__Instruction__
Recast the material below as a numbered list with no blank lines. Begin at the line that contains "For the benchmark, annotate every instance of the pointed" and end with the final line of the material.
━━━ Input data ━━━
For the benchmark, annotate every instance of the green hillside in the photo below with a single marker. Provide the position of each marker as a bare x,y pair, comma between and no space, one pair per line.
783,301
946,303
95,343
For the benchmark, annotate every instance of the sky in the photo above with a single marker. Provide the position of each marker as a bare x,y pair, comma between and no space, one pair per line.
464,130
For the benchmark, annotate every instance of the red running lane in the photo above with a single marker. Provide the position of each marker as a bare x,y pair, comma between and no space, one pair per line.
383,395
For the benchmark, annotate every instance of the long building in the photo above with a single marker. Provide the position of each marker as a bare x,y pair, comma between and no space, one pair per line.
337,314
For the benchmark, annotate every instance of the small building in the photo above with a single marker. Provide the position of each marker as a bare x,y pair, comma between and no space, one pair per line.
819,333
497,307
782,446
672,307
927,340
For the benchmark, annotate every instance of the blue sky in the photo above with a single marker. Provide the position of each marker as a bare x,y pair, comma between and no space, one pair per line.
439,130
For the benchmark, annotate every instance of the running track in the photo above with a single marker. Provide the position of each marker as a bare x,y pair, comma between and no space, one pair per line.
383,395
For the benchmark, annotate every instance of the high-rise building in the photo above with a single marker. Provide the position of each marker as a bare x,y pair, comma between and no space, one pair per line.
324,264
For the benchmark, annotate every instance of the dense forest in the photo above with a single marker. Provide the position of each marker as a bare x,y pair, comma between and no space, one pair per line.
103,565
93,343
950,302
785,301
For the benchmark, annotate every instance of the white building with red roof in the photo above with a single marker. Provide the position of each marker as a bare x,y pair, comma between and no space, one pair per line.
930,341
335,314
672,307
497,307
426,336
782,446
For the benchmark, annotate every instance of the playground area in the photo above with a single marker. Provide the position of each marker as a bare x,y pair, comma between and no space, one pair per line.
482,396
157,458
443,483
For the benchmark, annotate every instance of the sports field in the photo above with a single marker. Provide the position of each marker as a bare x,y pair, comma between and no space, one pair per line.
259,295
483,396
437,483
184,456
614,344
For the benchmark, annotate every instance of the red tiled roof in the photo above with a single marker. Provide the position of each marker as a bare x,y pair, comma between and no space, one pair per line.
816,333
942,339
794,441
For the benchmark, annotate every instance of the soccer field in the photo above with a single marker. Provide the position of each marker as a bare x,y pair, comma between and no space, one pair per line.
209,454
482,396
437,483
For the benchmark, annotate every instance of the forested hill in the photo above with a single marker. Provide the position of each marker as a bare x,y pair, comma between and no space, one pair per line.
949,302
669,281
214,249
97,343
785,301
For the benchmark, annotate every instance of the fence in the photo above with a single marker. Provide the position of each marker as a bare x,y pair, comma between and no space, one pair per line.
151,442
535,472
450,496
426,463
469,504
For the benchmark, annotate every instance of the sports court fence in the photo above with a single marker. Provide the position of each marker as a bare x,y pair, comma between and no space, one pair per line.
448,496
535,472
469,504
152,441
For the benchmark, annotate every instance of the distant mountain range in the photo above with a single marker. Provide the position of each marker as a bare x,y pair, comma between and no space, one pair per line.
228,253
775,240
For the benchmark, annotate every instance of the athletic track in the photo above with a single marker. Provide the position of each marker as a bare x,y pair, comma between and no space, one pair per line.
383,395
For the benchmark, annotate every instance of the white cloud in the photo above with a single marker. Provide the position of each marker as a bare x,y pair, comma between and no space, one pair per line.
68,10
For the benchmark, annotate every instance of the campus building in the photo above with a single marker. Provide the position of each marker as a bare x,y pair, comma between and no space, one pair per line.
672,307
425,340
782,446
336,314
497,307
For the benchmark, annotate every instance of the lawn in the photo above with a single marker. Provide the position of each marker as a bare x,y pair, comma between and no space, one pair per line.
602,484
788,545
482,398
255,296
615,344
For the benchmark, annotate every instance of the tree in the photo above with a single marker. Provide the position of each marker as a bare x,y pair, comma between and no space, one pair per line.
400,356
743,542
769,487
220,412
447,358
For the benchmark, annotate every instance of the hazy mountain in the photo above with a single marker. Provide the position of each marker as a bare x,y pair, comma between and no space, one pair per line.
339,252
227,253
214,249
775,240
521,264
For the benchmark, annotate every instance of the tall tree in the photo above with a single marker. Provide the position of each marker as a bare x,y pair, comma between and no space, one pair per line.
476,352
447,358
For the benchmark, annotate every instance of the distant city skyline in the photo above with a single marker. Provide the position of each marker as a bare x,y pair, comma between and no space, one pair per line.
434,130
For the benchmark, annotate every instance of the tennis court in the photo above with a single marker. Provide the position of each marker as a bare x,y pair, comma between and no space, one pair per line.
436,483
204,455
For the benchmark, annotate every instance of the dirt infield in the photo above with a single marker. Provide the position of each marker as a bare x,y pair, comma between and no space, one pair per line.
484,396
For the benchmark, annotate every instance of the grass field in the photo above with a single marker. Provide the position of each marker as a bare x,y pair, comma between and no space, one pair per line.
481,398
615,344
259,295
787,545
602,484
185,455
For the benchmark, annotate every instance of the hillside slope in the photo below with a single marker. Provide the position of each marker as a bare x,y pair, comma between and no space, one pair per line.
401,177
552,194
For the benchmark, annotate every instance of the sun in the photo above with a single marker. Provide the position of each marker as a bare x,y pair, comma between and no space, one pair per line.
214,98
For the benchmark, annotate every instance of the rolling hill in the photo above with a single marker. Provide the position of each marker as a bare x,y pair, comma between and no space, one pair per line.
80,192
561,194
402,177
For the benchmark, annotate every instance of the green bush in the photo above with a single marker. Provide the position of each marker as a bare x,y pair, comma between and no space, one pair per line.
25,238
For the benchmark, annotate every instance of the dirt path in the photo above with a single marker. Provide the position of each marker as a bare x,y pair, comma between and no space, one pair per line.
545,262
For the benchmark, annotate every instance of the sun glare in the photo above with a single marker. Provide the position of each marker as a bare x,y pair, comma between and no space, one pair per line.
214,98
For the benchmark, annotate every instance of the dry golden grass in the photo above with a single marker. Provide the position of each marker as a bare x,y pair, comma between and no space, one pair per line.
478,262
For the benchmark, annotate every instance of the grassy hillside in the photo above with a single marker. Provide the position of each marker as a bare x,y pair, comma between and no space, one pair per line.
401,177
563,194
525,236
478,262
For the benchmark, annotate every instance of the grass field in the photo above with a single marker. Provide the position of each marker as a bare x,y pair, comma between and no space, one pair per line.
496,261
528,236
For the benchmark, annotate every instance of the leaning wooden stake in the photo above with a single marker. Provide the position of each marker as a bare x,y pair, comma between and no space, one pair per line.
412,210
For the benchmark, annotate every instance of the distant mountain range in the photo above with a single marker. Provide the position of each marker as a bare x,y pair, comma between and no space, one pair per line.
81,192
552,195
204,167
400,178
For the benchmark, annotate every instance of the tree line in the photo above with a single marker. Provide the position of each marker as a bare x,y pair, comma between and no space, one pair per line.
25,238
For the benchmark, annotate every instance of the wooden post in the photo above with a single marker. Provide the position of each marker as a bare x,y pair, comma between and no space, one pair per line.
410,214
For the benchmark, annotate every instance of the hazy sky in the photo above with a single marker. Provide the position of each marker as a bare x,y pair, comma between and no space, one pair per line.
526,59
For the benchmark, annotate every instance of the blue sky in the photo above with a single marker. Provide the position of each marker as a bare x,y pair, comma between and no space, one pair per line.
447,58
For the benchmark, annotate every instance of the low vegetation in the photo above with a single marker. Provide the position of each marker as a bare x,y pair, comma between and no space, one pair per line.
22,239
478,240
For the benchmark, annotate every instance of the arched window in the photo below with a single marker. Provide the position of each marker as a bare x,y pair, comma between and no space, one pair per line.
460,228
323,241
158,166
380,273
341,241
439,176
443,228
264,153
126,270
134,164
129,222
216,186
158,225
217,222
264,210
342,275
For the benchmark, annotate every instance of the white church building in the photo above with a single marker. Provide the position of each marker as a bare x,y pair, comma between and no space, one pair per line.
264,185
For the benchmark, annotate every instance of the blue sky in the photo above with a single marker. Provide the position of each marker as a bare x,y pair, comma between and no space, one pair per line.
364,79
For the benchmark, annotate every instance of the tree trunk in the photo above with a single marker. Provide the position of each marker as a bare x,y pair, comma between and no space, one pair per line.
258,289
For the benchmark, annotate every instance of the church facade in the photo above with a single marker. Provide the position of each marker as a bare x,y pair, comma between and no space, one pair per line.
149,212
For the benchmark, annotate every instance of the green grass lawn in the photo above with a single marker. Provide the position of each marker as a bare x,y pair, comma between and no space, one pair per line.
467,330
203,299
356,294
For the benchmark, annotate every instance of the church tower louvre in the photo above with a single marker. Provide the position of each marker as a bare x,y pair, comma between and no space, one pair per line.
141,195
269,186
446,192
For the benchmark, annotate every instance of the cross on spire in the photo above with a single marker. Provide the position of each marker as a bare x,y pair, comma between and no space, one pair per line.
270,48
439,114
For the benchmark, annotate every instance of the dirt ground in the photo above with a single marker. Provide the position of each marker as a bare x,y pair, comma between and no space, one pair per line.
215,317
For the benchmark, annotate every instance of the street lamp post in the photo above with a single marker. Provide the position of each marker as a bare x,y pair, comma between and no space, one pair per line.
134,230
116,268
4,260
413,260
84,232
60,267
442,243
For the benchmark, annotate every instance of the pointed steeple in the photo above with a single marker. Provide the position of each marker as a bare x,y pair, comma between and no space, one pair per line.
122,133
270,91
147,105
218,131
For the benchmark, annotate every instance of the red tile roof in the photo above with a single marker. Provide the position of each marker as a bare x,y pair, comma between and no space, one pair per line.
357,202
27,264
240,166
━━━
__Exercise response__
1. For the benchmark, annotate every instance of the pointed steeple in the photo above with a single marker. Provide the position of each marker as a bare x,y pair, comma between and no space, one pair per line.
2. 122,133
3. 270,91
4. 147,105
5. 218,131
6. For the benchmark, annotate every instance of the red tile roof in the photo above with a single marker. Provide the position of each marker as a bare x,y pair, comma between and no space, one pair per line.
7. 357,202
8. 27,264
9. 240,166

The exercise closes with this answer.